§ **Do this**
Lay out the entries below as a JSON list of strings, one string per line and no blank lines. Begin at the line that contains "Exercise. Indicate the house" and stop after the line that contains "Query: handrail post", including both.

§ **Rows**
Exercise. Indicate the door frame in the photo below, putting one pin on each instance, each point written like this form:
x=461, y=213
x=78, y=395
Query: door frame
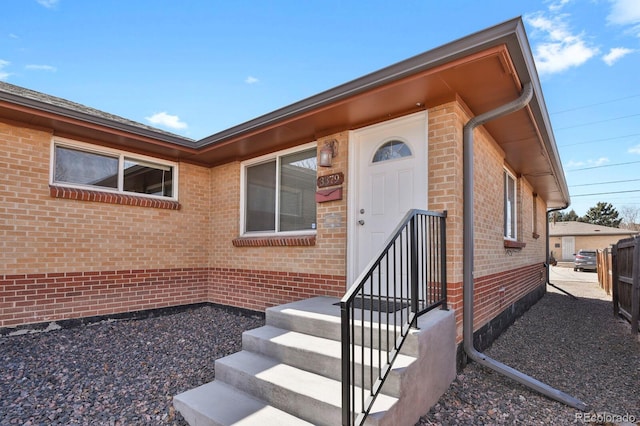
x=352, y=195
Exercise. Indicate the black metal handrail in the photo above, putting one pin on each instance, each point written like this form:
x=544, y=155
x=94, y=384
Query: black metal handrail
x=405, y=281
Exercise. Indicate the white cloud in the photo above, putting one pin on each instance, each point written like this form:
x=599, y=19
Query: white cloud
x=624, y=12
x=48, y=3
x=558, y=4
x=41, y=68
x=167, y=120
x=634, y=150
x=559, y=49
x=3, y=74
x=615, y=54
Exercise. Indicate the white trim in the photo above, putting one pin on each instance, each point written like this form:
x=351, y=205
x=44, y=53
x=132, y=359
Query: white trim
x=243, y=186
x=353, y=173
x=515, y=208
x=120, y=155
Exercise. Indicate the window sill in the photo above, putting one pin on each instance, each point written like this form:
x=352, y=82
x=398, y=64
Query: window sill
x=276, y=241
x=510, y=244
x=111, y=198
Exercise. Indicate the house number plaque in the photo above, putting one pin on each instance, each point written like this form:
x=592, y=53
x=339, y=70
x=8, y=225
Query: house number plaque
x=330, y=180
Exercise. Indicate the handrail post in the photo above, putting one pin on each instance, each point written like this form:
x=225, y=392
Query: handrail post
* * *
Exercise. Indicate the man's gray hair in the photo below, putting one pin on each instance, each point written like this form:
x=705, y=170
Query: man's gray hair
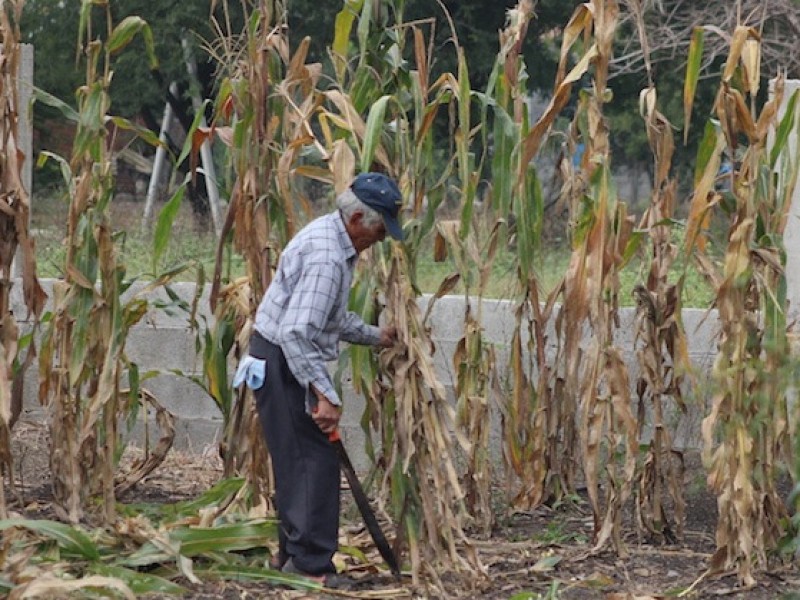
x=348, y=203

§ **In response**
[
  "Exercise. Indicate the house number plaque in the photo above, putting one pin on each instance, each point written like this form:",
  "x=592, y=53",
  "x=339, y=70",
  "x=8, y=225",
  "Query: house number plaque",
  "x=330, y=180",
  "Exercise. Indicate the handrail post in the photo above, putting one pin on each instance, each point written like this form:",
  "x=225, y=392",
  "Query: handrail post"
]